* [ФРАГМЕНТ СТРАНИЦЫ]:
______

Чехов — Немировичу (конец 1899 г.): "Художественный театр — это лучшие страницы той книги, какая будет когда-либо написана о современном русском театре". Далее в том же письме: "это единственный театр, который я люблю, хотя ни разу еще в нем не был". При датировании "ни разу не был" обычно опускают. Здесь пародируется стиль Немировича; Немирович — Чехову, о "Чайке": "дивные построения пьесы", "величайшего торжества правды и честного труда" и т.д. Немирович — прототип Кулыгина в "Трех сестрах", Гаева в "Вишневом саде".
Чехов — Книппер (о "Вишневом саде"): "вся пьеса веселая, легкомысленная, кое-кому не понравится, скажут, что я стал неглубоким” (после холерных бараков и семейных бараков на Сахалине он знал, что драма, трагедия бывают только в жизни, и что других жанров в драматургии, кроме комедии — не существует). Она отвечает: если пришлешь пьесу прямо начальству, а не мне, то разведусь, так и знай.

______

* [ЗАДАНИЯ]:
(1) Скопируйте из фрагмента о письмах Чехова отрывок, начиная с «Чехов — Книппер» и заканчивая «так и знай.».
(2) Объясните по фрагменту о письмах Чехова, почему Чехов знал, что в драматургии нет других жанров, кроме комедии.

Записи разметки ограничивающих рамок

______

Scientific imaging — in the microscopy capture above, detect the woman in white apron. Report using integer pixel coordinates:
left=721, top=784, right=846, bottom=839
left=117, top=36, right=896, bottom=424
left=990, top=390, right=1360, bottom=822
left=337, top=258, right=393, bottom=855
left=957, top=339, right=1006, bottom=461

______

* [ОТВЕТЫ]:
(1)
Чехов — Книппер (о "Вишневом саде"): "вся пьеса веселая, легкомысленная, кое-кому не понравится, скажут, что я стал неглубоким” (после холерных бараков и семейных бараков на Сахалине он знал, что драма, трагедия бывают только в жизни, и что других жанров в драматургии, кроме комедии — не существует). Она отвечает: если пришлешь пьесу прямо начальству, а не мне, то разведусь, так и знай.

(2) После холерных бараков и семейных бараков на Сахалине Чехов знал, что драма и трагедия бывают только в жизни. Поэтому других жанров в драматургии, кроме комедии, для него не существует.